Pointing records
● ● ● ● ● ● ●
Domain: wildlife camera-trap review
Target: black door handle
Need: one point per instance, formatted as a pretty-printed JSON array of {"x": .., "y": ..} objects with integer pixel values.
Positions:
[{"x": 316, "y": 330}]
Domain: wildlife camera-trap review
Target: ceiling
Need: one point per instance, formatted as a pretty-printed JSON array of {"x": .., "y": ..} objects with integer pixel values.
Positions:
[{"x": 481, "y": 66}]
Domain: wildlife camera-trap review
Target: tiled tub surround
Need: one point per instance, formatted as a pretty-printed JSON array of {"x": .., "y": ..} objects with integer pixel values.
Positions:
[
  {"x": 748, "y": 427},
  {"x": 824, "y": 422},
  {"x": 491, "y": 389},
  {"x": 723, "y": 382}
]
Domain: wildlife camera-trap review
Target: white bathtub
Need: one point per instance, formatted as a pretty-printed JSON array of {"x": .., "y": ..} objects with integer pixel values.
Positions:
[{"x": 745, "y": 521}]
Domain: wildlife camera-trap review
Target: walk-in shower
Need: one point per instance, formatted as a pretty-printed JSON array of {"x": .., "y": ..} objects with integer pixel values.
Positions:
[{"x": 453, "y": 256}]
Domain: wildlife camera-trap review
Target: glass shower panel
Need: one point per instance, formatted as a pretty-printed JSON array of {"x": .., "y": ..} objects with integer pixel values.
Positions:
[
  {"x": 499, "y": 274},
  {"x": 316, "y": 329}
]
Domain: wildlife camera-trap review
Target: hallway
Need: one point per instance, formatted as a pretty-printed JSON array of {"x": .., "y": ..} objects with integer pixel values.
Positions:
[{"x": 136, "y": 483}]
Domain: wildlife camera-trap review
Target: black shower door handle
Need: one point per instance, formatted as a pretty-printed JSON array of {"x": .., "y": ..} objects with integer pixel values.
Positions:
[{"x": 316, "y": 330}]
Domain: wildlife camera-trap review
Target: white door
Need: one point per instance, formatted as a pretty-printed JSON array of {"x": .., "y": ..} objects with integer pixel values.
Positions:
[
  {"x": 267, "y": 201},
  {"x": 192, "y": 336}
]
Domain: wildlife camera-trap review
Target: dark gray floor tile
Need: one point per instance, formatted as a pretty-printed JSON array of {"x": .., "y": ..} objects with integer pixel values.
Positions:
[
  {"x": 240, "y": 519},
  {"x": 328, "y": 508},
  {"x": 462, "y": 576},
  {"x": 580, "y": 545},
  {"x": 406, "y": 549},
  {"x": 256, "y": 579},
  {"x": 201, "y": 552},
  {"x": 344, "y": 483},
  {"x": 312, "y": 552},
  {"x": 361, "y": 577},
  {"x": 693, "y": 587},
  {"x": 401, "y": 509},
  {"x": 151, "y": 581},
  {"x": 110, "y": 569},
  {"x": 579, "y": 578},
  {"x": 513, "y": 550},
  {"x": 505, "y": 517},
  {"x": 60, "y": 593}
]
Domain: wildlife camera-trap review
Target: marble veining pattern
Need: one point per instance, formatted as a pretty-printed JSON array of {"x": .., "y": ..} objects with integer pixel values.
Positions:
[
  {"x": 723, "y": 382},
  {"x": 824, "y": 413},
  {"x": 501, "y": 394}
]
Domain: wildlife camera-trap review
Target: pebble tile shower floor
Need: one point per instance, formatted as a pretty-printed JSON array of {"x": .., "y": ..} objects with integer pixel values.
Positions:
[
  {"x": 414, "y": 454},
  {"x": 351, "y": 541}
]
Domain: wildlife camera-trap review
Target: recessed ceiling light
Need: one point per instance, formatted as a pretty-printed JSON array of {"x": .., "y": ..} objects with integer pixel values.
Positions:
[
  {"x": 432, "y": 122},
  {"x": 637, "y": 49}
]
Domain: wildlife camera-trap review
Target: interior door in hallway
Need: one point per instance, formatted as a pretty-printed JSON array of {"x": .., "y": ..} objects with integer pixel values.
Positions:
● ● ● ● ● ● ●
→ YOUR TASK:
Gather every line from the items above that contains the string "handle".

→ COMPLETE ANSWER:
Target: black door handle
Target: black shower door handle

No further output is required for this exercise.